- Provided passage:

####

Autograd Mechanism ⚠️

coeff.requires_grad_() sets the value of coeff.requires_grad = True… when this is set true, the gradients values are computed for these tensors, which can be used afterward in backpropagation. So, when a back pass is done, their .grad values update with new gradient values.

loss.backward() is a back pass here. When calculations are performed (in forward pass), an operation is recorded in backward graph when at least one of its input tensors requires gradient. And when we call loss.backward(), leaf tensors with .requires_grad = True will have gradients accumulated to their .grad fields.

So, We calculate gradients by forward and backward propagation. We first set the coeff.requires_grad = True then the loss is calculated for the coeff. As coeff requires grad so, this operation will be added in backward graph. And now, when we call loss.backward(), it calculates the .grad values of all those tensors which requires grad and are in the backward graph. So, the coeff tensor will have its .grad value updated.

Then we update the coeff value. While doing this, we don’t want this operation to be saved in backward graph so, we keep this modification under torch.no_grad() function, and so, this operation is neglected and is not tracked. Next when again loss is calculated and backward fun. called, new grad values gets updated…. and the process carries on.

coeff = train_model(40,0.1)
 loss : 0.718 ; loss : 0.68 ; loss : 0.658 ; loss : 0.638 ; loss : 0.618 ; loss : 0.599 ; loss : 0.581 ; loss : 0.562 ; loss : 0.543 ; loss : 0.525 ; loss : 0.506 ; loss : 0.488 ; loss : 0.469 ; loss : 0.451 ; loss : 0.433 ; loss : 0.415 ; loss : 0.397 ; loss : 0.379 ; loss : 0.362 ; loss : 0.345 ; loss : 0.33 ; loss : 0.317 ; loss : 0.306 ; loss : 0.296 ; loss : 0.289 ; loss : 0.29 ; loss : 0.287 ; loss : 0.304 ; loss : 0.268 ; loss : 0.279 ; loss : 0.276 ; loss : 0.291 ; loss : 0.274 ; loss : 0.288 ; loss : 0.276 ; loss : 0.285 ; loss : 0.28 ; loss : 0.285 ; loss : 0.283 ; loss : 0.287 ;

Final Loss:  0.2839040984606188

Activation Function 🍭

Here we have used another function torch.sigmoid() over the calculated predictions, which is known as Activation Function!. We know that the weighted sum can produce the values less than 0 or more than 1. But our y has values only between 0 and 1. so, to restrict the values, we use the sigmoid function… which you might be familiar with if you know Logistic Regression.

\[\sigma(z) = \frac{1} {1 + e^{-z}}\]

def calc_preds(coeff, indep_var):
    reg_pred = (indep_var*coeff).sum(axis=1)[:,None]
    return torch.sigmoid(reg_pred)
coeff = train_model(40,50)

####

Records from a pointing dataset

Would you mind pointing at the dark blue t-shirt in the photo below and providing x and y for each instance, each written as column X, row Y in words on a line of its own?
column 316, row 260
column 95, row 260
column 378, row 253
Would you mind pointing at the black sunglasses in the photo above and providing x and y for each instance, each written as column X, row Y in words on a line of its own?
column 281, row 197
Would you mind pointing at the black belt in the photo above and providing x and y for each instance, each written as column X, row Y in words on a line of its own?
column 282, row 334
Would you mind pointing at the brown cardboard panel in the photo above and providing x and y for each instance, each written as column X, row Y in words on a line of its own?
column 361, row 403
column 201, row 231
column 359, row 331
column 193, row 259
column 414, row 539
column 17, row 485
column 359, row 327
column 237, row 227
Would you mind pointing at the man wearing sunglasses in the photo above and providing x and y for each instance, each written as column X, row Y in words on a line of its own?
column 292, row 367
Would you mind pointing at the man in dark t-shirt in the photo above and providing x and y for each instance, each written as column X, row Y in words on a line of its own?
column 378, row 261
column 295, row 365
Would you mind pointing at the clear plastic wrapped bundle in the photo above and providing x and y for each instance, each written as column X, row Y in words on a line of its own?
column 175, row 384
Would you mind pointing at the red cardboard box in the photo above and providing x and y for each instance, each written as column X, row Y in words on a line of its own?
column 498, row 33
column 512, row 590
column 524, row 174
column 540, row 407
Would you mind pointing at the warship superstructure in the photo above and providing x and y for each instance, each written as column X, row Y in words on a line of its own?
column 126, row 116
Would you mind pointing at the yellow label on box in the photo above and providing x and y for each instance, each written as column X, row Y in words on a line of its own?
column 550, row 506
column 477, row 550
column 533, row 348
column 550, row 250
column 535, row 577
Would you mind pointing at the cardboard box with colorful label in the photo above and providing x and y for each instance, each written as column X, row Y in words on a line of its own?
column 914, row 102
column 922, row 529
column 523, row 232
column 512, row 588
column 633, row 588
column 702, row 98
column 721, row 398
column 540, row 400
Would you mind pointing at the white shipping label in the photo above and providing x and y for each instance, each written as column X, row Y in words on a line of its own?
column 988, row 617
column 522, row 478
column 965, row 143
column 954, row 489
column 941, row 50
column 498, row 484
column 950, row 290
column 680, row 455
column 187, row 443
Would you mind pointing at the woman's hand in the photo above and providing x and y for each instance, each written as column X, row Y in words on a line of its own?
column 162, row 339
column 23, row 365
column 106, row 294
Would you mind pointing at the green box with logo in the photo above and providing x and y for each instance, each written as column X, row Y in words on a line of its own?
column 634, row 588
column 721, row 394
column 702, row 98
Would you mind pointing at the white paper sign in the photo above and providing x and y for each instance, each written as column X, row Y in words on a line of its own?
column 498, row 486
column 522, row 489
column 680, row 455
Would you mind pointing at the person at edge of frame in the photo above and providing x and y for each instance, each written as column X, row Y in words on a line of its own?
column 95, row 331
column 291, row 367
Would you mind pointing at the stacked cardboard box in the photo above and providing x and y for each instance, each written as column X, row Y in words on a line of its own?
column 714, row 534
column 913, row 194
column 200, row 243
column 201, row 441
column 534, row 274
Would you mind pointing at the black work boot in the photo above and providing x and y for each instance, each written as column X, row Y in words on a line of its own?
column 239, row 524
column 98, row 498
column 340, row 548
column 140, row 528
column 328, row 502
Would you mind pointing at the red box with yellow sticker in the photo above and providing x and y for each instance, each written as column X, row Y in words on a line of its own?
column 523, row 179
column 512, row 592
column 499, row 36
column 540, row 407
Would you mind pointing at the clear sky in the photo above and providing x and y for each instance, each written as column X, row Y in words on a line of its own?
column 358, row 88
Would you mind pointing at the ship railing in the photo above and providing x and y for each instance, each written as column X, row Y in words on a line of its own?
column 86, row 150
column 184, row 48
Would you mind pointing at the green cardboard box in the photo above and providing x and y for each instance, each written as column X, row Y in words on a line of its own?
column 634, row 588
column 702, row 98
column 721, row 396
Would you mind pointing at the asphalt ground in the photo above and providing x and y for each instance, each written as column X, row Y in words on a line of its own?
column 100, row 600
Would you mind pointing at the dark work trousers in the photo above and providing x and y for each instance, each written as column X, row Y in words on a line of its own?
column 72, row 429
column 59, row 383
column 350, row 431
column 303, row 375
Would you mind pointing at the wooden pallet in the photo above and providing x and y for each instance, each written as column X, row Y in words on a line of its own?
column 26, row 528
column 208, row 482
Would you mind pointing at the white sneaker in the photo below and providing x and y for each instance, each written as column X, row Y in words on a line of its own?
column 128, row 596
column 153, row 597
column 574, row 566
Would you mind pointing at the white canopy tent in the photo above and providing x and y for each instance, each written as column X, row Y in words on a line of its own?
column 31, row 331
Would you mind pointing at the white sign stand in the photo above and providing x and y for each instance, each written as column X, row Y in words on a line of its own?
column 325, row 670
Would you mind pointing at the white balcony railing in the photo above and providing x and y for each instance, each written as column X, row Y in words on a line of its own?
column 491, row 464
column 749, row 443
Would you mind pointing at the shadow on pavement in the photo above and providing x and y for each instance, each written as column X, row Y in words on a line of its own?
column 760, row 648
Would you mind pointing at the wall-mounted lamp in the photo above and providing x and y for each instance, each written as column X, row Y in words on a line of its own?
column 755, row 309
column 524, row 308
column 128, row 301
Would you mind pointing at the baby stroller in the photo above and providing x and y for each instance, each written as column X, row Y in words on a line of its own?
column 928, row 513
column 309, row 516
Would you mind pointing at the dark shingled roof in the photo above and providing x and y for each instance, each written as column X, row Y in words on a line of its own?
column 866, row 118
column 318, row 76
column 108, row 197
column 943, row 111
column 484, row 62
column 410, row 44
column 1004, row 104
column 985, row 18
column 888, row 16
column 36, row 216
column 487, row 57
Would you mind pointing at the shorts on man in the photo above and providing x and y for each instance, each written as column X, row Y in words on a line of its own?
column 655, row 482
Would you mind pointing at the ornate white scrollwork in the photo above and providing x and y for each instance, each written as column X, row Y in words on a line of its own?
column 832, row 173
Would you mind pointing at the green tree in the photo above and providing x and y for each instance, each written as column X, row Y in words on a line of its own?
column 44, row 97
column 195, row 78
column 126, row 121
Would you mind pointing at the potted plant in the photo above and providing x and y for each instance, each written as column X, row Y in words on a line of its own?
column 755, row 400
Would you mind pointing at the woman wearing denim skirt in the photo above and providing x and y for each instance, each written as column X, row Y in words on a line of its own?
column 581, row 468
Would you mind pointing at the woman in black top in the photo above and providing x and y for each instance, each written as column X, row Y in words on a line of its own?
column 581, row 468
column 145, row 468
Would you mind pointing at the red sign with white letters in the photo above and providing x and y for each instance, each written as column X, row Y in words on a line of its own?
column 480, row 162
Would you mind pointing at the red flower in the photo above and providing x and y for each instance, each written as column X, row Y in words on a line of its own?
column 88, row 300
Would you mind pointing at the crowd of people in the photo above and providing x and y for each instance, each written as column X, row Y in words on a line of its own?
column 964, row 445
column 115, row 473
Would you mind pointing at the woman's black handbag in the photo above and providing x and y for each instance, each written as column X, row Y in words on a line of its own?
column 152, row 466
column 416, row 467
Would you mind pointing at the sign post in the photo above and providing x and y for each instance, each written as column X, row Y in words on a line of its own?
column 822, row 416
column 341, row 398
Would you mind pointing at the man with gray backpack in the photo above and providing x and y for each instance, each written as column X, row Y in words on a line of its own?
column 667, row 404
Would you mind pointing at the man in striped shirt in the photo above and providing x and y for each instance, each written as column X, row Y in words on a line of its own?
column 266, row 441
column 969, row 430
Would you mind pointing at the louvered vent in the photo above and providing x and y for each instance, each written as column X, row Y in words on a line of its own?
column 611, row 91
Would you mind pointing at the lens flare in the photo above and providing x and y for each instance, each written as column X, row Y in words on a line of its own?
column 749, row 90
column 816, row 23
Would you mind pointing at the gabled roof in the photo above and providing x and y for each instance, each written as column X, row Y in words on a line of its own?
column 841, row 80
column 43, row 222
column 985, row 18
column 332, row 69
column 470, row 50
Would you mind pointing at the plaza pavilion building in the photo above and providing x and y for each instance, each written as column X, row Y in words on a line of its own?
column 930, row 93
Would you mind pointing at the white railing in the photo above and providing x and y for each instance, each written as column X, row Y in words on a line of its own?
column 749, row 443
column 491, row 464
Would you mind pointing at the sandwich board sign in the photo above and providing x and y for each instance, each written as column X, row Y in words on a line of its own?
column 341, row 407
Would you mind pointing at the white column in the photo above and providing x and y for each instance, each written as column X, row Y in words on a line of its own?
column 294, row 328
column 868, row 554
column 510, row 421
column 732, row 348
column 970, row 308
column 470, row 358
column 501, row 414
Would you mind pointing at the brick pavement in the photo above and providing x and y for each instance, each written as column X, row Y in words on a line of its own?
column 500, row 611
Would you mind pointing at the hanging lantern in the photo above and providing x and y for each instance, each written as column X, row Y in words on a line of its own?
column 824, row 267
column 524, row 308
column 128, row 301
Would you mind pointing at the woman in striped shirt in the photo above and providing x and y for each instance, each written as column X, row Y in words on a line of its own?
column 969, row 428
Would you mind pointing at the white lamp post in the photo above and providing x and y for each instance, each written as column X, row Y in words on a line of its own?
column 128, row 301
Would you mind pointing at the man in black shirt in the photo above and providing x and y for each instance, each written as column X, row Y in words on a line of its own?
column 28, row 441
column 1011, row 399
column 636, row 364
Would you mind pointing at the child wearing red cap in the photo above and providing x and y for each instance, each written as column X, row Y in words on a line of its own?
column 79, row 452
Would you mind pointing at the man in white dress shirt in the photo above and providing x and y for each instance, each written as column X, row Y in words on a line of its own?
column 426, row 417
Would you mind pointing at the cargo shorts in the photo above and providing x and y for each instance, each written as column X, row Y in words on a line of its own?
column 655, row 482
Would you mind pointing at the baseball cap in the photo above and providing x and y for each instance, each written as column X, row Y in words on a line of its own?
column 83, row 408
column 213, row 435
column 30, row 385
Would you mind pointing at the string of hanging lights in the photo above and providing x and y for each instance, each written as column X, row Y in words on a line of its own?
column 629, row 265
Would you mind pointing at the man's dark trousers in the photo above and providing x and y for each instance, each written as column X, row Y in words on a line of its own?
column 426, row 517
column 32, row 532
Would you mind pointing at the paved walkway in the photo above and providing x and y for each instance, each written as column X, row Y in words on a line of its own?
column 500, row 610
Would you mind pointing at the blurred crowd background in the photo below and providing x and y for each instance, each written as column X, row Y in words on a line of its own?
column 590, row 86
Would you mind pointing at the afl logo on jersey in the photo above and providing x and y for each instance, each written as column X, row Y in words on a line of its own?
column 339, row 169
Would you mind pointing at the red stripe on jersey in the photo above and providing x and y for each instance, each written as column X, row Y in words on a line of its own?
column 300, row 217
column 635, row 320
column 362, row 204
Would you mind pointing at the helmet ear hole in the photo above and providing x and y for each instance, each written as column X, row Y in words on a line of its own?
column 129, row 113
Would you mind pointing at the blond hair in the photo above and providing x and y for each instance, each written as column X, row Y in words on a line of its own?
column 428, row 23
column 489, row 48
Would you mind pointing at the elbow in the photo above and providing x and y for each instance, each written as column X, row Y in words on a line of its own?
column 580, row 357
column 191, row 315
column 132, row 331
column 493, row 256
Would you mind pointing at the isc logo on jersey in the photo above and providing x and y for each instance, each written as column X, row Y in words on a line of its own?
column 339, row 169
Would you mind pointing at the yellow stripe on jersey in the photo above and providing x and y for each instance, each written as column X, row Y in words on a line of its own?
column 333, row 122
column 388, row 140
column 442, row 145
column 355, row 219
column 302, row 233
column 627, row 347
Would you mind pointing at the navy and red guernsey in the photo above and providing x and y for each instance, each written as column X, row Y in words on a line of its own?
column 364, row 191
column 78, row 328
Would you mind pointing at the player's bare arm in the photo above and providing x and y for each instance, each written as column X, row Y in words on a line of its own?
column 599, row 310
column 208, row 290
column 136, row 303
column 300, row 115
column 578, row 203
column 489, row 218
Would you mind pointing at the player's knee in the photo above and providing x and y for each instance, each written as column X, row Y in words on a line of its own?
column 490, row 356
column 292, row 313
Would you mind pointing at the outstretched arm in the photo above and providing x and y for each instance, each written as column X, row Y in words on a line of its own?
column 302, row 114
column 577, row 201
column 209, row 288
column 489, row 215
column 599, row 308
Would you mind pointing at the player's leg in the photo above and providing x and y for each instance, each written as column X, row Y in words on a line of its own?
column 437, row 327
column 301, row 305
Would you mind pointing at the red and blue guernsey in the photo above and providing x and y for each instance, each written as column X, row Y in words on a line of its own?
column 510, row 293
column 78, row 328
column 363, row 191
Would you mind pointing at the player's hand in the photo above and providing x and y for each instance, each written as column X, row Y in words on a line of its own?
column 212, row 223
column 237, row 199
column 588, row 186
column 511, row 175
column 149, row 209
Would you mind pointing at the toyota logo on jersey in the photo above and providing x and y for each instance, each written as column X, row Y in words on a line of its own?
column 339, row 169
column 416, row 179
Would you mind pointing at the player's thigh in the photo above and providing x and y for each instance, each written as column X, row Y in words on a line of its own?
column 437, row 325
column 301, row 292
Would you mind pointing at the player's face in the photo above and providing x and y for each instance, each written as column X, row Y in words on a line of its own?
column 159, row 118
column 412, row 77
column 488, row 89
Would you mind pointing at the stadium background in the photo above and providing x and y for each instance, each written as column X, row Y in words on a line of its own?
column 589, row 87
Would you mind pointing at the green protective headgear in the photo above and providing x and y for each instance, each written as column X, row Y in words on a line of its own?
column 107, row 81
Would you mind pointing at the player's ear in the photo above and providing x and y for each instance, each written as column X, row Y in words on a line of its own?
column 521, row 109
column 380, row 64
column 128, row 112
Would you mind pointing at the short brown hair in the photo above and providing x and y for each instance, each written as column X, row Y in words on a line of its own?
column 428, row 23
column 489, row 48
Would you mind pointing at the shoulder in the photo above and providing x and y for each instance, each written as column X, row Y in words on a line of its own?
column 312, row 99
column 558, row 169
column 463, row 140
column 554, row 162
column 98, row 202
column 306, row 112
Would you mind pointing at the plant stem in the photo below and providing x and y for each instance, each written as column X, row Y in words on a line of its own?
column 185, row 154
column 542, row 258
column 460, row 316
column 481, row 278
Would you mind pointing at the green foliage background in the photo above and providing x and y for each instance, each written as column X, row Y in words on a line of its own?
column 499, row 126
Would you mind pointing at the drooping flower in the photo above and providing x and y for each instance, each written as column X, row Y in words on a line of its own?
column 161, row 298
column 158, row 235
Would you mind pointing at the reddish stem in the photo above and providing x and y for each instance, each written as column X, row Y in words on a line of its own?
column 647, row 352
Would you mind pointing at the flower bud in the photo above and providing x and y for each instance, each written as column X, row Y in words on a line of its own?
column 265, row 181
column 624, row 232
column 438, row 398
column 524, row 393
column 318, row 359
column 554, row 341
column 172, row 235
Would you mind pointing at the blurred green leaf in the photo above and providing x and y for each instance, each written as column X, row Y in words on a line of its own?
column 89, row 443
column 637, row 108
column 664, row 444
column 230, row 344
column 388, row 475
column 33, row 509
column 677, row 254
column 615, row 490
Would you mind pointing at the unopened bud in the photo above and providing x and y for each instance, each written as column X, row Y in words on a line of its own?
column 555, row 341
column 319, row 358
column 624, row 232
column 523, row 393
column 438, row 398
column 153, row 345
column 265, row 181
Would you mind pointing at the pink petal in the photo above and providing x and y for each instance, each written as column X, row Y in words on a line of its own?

####

- List of tasks:
(1) Say whether each statement agrees with the autograd notes above, answering yes or no and quoting the words of the notes that decide it.
(a) The update of coeff is placed under torch.no_grad() so that it is not tracked.
(b) The notes describe loss.backward() as the forward pass.
(c) The sigmoid function is used because y has values only between 0 and 1.
(2) Continue the autograd notes from their last line, right after the call to train_model(40,50).

- Response list:
(1)
(a) Yes: "we keep this modification under torch.no_grad() function, and so, this operation is neglected and is not tracked."
(b) No: "loss.backward() is a back pass here."
(c) Yes: "But our y has values only between 0 and 1" and "to restrict the values, we use the sigmoid function".

(2)
 loss : 0.562 ; loss : 0.33 ; loss : 0.311 ; loss : 0.307 ; loss : 0.305 ; loss : 0.304 ; loss : 0.302 ; loss : 0.3 ; loss : 0.292 ; loss : 0.234 ; loss : 0.217 ; loss : 0.215 ; loss : 0.214 ; loss : 0.212 ; loss : 0.21 ; loss : 0.206 ; loss : 0.203 ; loss : 0.201 ; loss : 0.2 ; loss : 0.199 ; loss : 0.198 ; loss : 0.197 ; loss : 0.197 ; loss : 0.196 ; loss : 0.196 ; loss : 0.196 ; loss : 0.195 ; loss : 0.195 ; loss : 0.195 ; loss : 0.195 ; loss : 0.195 ; loss : 0.194 ; loss : 0.194 ; loss : 0.194 ; loss : 0.194 ; loss : 0.194 ; loss : 0.194 ; loss : 0.194 ; loss : 0.193 ; loss : 0.193 ;

Final Loss:  0.1931743193621472

Congratulations !! You have trained your first Neuron !!!!!

Building a Layer of NN 🪵

A single layerd NN will just contain more than one Neurons as the layer. Each neuron will receive all features values and gives an output. The outputs of all the neurons of the layer will be passed to output neuron, which will combine them to produce the final output.

The first layer neurons will have weights equal to size of input features. The output neuron will contain the weights of size of no. of neurons in first layer.

Simple !!! Take a look at hidden neuron = 2 and with hidden neuron = 1

flowchart TD
  A((1)) --> Z((F))
  B((2)) --> Z
  Z --> V((Z))
  AA((I1)) --> A
  AB((I2)) --> A
  AB --> B
  AC((I3)) --> A
  AC --> B
  AD((I4)) --> A
  AD --> B
  AA --> B
  A1((1)) --> Z1((F))
  Z1 --> V1((Z))
  AA1((I1)) --> A1
  AB1((I2)) --> A1
  AC1((I3)) --> A1
  AD1((I4)) --> A1

So I1 - I4 are input features, 1 and 2 are the neurons of first layer, `

Fis the output neuron, which takes1and2` as input.

Finally Z is the activation function.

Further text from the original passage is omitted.